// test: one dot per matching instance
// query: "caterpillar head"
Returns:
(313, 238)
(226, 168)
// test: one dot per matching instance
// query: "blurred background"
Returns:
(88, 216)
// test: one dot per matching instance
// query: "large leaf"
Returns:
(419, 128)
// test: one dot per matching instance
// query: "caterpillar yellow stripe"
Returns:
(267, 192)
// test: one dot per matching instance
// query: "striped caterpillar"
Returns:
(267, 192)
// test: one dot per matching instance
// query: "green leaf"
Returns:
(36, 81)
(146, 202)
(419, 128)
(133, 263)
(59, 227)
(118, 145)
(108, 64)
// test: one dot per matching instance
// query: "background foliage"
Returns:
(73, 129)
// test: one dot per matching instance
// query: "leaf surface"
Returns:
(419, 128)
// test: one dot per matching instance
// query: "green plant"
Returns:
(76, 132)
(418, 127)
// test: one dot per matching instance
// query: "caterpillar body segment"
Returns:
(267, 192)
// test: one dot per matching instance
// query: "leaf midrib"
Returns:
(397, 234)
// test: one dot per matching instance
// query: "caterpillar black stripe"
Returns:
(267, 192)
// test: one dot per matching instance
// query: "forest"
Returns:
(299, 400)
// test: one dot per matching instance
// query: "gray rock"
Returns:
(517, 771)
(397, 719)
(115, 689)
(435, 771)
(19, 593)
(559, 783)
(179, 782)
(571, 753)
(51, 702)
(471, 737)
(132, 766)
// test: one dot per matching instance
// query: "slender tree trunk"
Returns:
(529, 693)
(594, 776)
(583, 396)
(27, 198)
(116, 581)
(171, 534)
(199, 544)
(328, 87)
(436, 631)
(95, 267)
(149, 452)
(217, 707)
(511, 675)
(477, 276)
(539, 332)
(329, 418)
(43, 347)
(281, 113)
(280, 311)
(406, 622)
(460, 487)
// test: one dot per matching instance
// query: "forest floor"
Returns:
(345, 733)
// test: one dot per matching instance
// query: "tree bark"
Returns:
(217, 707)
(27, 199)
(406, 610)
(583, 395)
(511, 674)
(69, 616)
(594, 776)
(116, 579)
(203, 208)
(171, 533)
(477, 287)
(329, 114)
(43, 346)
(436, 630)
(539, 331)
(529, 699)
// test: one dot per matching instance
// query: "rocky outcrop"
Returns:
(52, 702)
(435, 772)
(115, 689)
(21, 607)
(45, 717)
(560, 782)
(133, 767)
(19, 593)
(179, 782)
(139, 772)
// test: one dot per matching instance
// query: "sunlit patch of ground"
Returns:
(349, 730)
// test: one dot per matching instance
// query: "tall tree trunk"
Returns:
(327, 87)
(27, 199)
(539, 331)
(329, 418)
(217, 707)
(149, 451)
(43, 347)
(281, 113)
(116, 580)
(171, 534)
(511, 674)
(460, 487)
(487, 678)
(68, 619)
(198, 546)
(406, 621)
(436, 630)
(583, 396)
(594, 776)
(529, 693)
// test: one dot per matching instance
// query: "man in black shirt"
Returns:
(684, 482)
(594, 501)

== == ==

#### [Task requirements]
Write out the records shown above, exactly as they appear.

#### [Final result]
// test: one dot per matching instance
// query: "caterpillar head"
Returns:
(313, 238)
(226, 168)
// test: one dot per matching instance
// query: "blurred background"
Returns:
(88, 216)
// test: one dot per matching instance
// query: "large leaf"
Returns:
(419, 128)
// test: one dot per matching instance
// query: "caterpillar yellow stripe"
Returns:
(267, 192)
// test: one dot per matching instance
// query: "striped caterpillar"
Returns:
(267, 192)
// test: one dot per matching instance
// query: "green leaf"
Returns:
(36, 81)
(146, 202)
(419, 128)
(133, 263)
(59, 227)
(118, 145)
(108, 64)
// test: one dot per matching instance
// query: "background foliage"
Returns:
(73, 129)
// test: one dot per matching instance
// query: "leaf surface"
Returns:
(419, 128)
// test: one dot per matching instance
// query: "green plant"
Returns:
(76, 132)
(418, 127)
// test: one dot per matching instance
// query: "caterpillar body segment"
Returns:
(267, 192)
// test: one dot per matching instance
// query: "leaf midrib"
Returns:
(397, 234)
// test: one dot per matching instance
// query: "caterpillar black stripe"
Returns:
(267, 192)
// test: one dot per matching instance
// query: "forest"
Returns:
(299, 400)
// test: one dot per matching instance
// query: "gray rock"
Returns:
(517, 771)
(397, 719)
(115, 689)
(435, 771)
(19, 593)
(559, 783)
(179, 782)
(571, 753)
(51, 702)
(471, 737)
(132, 766)
// test: one dot per matching instance
// query: "slender tree trunk"
Returns:
(529, 693)
(594, 776)
(583, 396)
(27, 198)
(116, 581)
(171, 534)
(199, 544)
(328, 87)
(436, 631)
(95, 267)
(149, 452)
(217, 707)
(511, 675)
(477, 276)
(539, 332)
(329, 418)
(43, 347)
(281, 113)
(280, 311)
(406, 622)
(460, 487)
// test: one dot per matching instance
// query: "forest floor"
Returns:
(345, 733)
// test: one dot per matching instance
// query: "tree bark"
Returns:
(217, 707)
(27, 199)
(406, 610)
(583, 395)
(511, 674)
(69, 616)
(594, 776)
(116, 579)
(203, 208)
(171, 533)
(477, 287)
(329, 114)
(43, 346)
(436, 630)
(539, 331)
(529, 699)
// test: one dot per matching instance
// query: "rocky outcrop"
Returns:
(52, 702)
(435, 772)
(115, 689)
(21, 607)
(45, 717)
(560, 782)
(133, 767)
(19, 593)
(179, 782)
(139, 772)
// test: one dot per matching instance
// query: "sunlit patch of ground"
Returns:
(349, 730)
// test: one dot per matching instance
// query: "tall tree trunk"
Returns:
(327, 87)
(27, 199)
(539, 331)
(329, 418)
(217, 707)
(149, 451)
(43, 347)
(281, 113)
(116, 580)
(171, 534)
(511, 674)
(460, 487)
(487, 678)
(68, 619)
(198, 546)
(406, 621)
(436, 630)
(583, 396)
(594, 776)
(529, 693)
// test: one dot per matching instance
// query: "man in black shirt"
Returns:
(684, 482)
(594, 501)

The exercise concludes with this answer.